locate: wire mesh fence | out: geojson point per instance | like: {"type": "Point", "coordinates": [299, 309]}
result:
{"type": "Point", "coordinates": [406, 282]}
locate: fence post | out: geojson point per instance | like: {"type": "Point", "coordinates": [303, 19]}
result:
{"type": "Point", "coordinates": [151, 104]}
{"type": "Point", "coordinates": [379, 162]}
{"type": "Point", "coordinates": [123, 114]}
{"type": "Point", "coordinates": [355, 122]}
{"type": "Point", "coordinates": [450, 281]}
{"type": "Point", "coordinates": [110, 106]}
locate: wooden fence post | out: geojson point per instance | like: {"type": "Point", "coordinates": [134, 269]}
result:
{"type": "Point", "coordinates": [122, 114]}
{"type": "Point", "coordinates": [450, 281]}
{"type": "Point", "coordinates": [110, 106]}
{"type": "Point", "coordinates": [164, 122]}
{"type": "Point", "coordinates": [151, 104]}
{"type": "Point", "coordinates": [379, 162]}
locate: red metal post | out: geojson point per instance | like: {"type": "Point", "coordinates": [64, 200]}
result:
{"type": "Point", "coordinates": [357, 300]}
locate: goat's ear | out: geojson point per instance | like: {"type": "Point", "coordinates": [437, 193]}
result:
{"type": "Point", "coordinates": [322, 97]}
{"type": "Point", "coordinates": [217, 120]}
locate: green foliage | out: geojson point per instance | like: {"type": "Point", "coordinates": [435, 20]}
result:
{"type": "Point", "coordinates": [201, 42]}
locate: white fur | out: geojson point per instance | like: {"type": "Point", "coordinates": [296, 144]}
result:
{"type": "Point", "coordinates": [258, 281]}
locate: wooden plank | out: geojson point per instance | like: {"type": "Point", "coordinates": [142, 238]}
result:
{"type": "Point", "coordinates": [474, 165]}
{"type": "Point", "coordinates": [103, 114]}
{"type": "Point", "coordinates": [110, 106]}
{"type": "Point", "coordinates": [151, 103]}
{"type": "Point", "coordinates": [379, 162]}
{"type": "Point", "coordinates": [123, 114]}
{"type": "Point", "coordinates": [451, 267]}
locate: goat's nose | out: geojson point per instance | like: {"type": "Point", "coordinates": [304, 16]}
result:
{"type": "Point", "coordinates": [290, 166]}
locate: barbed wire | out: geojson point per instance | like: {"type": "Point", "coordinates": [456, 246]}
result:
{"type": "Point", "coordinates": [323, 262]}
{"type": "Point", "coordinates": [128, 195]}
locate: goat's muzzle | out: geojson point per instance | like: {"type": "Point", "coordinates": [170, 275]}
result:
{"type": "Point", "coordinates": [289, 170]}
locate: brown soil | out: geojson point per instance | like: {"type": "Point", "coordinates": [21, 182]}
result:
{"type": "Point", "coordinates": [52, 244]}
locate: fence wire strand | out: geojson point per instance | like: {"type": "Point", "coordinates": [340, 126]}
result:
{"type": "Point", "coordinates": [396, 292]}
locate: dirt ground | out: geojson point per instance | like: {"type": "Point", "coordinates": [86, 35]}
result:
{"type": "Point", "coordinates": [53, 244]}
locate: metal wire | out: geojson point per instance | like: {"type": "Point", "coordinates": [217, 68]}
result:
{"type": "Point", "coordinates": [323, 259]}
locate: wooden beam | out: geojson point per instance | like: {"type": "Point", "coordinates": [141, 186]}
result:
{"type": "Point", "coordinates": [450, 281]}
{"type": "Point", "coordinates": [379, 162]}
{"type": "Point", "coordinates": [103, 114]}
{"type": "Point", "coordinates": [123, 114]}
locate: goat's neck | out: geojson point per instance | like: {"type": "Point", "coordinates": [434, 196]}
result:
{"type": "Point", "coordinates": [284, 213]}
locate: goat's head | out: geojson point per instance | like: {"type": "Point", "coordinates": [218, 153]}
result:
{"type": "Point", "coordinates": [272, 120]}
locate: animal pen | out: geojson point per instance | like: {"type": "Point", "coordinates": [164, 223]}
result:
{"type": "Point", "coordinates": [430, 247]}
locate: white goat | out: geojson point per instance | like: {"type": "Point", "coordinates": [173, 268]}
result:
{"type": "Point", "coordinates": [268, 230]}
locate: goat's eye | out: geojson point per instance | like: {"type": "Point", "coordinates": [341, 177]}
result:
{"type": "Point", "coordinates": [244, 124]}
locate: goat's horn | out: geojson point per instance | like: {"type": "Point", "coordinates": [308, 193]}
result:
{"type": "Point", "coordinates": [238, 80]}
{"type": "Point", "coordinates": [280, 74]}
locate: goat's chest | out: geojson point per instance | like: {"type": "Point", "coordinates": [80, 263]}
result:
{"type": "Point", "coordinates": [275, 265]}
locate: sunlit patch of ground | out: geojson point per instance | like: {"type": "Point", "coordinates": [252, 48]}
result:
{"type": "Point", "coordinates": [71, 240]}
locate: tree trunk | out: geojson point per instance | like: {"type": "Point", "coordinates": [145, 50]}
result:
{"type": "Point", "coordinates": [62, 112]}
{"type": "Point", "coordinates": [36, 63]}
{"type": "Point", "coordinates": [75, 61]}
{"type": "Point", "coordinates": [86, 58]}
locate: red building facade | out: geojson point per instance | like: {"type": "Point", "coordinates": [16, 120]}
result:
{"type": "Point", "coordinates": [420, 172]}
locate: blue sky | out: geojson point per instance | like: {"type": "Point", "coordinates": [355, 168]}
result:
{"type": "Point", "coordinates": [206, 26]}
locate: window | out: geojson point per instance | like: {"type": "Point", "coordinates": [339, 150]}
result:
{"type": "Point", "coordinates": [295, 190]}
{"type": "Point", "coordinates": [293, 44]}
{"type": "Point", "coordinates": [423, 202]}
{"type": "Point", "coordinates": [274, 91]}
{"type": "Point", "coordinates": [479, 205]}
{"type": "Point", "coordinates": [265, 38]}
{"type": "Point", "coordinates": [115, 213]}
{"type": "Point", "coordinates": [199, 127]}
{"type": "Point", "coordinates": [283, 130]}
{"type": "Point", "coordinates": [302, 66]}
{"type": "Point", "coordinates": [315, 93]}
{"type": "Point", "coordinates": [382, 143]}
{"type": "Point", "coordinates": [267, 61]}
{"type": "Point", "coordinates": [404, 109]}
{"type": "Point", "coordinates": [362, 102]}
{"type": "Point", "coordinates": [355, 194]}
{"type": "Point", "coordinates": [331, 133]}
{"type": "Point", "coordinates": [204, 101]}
+++
◆ YOUR GOAL ◆
Your task is to print the whole listing again exactly.

◆ TASK RESULT ◆
locate: wire mesh fence | out: geojson point per instance | like: {"type": "Point", "coordinates": [299, 309]}
result:
{"type": "Point", "coordinates": [406, 282]}
locate: fence post | out: geojson point per instance | like: {"type": "Point", "coordinates": [303, 19]}
result:
{"type": "Point", "coordinates": [151, 104]}
{"type": "Point", "coordinates": [379, 162]}
{"type": "Point", "coordinates": [123, 114]}
{"type": "Point", "coordinates": [355, 122]}
{"type": "Point", "coordinates": [450, 281]}
{"type": "Point", "coordinates": [110, 106]}
locate: wooden fence post | out: geojson point per instance | like: {"type": "Point", "coordinates": [134, 269]}
result:
{"type": "Point", "coordinates": [122, 114]}
{"type": "Point", "coordinates": [450, 281]}
{"type": "Point", "coordinates": [110, 106]}
{"type": "Point", "coordinates": [164, 122]}
{"type": "Point", "coordinates": [151, 104]}
{"type": "Point", "coordinates": [379, 162]}
locate: red metal post | out: geojson point per instance | like: {"type": "Point", "coordinates": [64, 200]}
result:
{"type": "Point", "coordinates": [357, 300]}
locate: goat's ear | out: geojson point per instance | like: {"type": "Point", "coordinates": [437, 193]}
result:
{"type": "Point", "coordinates": [322, 97]}
{"type": "Point", "coordinates": [217, 120]}
locate: green foliage | out: geojson point per instance | like: {"type": "Point", "coordinates": [435, 20]}
result:
{"type": "Point", "coordinates": [201, 42]}
locate: white fur | out: geojson point per instance | like: {"type": "Point", "coordinates": [296, 144]}
result:
{"type": "Point", "coordinates": [258, 281]}
locate: wooden plank | out: geojson point per instance | like: {"type": "Point", "coordinates": [142, 238]}
result:
{"type": "Point", "coordinates": [474, 165]}
{"type": "Point", "coordinates": [103, 114]}
{"type": "Point", "coordinates": [110, 106]}
{"type": "Point", "coordinates": [151, 103]}
{"type": "Point", "coordinates": [379, 162]}
{"type": "Point", "coordinates": [123, 114]}
{"type": "Point", "coordinates": [451, 267]}
locate: goat's nose | out: geojson point per instance | like: {"type": "Point", "coordinates": [304, 16]}
result:
{"type": "Point", "coordinates": [290, 166]}
locate: barbed wire | out: geojson point per instance | like: {"type": "Point", "coordinates": [456, 246]}
result:
{"type": "Point", "coordinates": [323, 262]}
{"type": "Point", "coordinates": [128, 195]}
locate: goat's muzzle | out: geojson point per instance | like: {"type": "Point", "coordinates": [170, 275]}
result:
{"type": "Point", "coordinates": [289, 170]}
locate: brown soil | out: geojson point per instance | like: {"type": "Point", "coordinates": [21, 182]}
result:
{"type": "Point", "coordinates": [52, 244]}
locate: fence wire strand | out: geojson point per instance | like: {"type": "Point", "coordinates": [340, 126]}
result:
{"type": "Point", "coordinates": [396, 292]}
locate: dirt ground | out: geojson point per instance | like: {"type": "Point", "coordinates": [86, 35]}
result:
{"type": "Point", "coordinates": [53, 244]}
locate: metal wire | out: geojson point per instance | like: {"type": "Point", "coordinates": [217, 68]}
result:
{"type": "Point", "coordinates": [323, 259]}
locate: wooden beam | out: geojson point per instance | like: {"type": "Point", "coordinates": [141, 186]}
result:
{"type": "Point", "coordinates": [450, 281]}
{"type": "Point", "coordinates": [379, 162]}
{"type": "Point", "coordinates": [103, 114]}
{"type": "Point", "coordinates": [123, 114]}
locate: goat's neck | out: geojson point per instance | like: {"type": "Point", "coordinates": [434, 196]}
result:
{"type": "Point", "coordinates": [284, 213]}
locate: goat's head | out: geojson point per instance | like: {"type": "Point", "coordinates": [218, 153]}
result:
{"type": "Point", "coordinates": [272, 120]}
locate: animal pen | out: geojson point per instance | like: {"type": "Point", "coordinates": [164, 223]}
result:
{"type": "Point", "coordinates": [430, 247]}
locate: white goat | out: geojson point per instance | like: {"type": "Point", "coordinates": [173, 268]}
result:
{"type": "Point", "coordinates": [268, 230]}
locate: goat's eye | out: geojson point per instance | like: {"type": "Point", "coordinates": [341, 177]}
result:
{"type": "Point", "coordinates": [244, 124]}
locate: goat's horn | out: geojson point per instance | like: {"type": "Point", "coordinates": [308, 193]}
result:
{"type": "Point", "coordinates": [238, 80]}
{"type": "Point", "coordinates": [280, 74]}
locate: goat's chest | out: geojson point per instance | like: {"type": "Point", "coordinates": [80, 263]}
result:
{"type": "Point", "coordinates": [275, 265]}
locate: sunlit patch of ground | out: geojson point per instance | like: {"type": "Point", "coordinates": [252, 48]}
result:
{"type": "Point", "coordinates": [71, 240]}
locate: tree trunk | out: geojson point per instance | like: {"type": "Point", "coordinates": [145, 50]}
result:
{"type": "Point", "coordinates": [62, 112]}
{"type": "Point", "coordinates": [36, 63]}
{"type": "Point", "coordinates": [75, 61]}
{"type": "Point", "coordinates": [86, 58]}
locate: red building facade | out: geojson point per instance | like: {"type": "Point", "coordinates": [16, 120]}
result:
{"type": "Point", "coordinates": [420, 172]}
locate: blue sky | out: geojson point per instance | like: {"type": "Point", "coordinates": [355, 168]}
result:
{"type": "Point", "coordinates": [206, 26]}
locate: window | out: geojson point per instance | like: {"type": "Point", "coordinates": [339, 150]}
result:
{"type": "Point", "coordinates": [295, 190]}
{"type": "Point", "coordinates": [293, 44]}
{"type": "Point", "coordinates": [423, 202]}
{"type": "Point", "coordinates": [274, 91]}
{"type": "Point", "coordinates": [479, 205]}
{"type": "Point", "coordinates": [265, 38]}
{"type": "Point", "coordinates": [115, 213]}
{"type": "Point", "coordinates": [199, 127]}
{"type": "Point", "coordinates": [283, 130]}
{"type": "Point", "coordinates": [302, 66]}
{"type": "Point", "coordinates": [315, 93]}
{"type": "Point", "coordinates": [382, 143]}
{"type": "Point", "coordinates": [267, 61]}
{"type": "Point", "coordinates": [404, 109]}
{"type": "Point", "coordinates": [362, 102]}
{"type": "Point", "coordinates": [355, 194]}
{"type": "Point", "coordinates": [331, 133]}
{"type": "Point", "coordinates": [204, 101]}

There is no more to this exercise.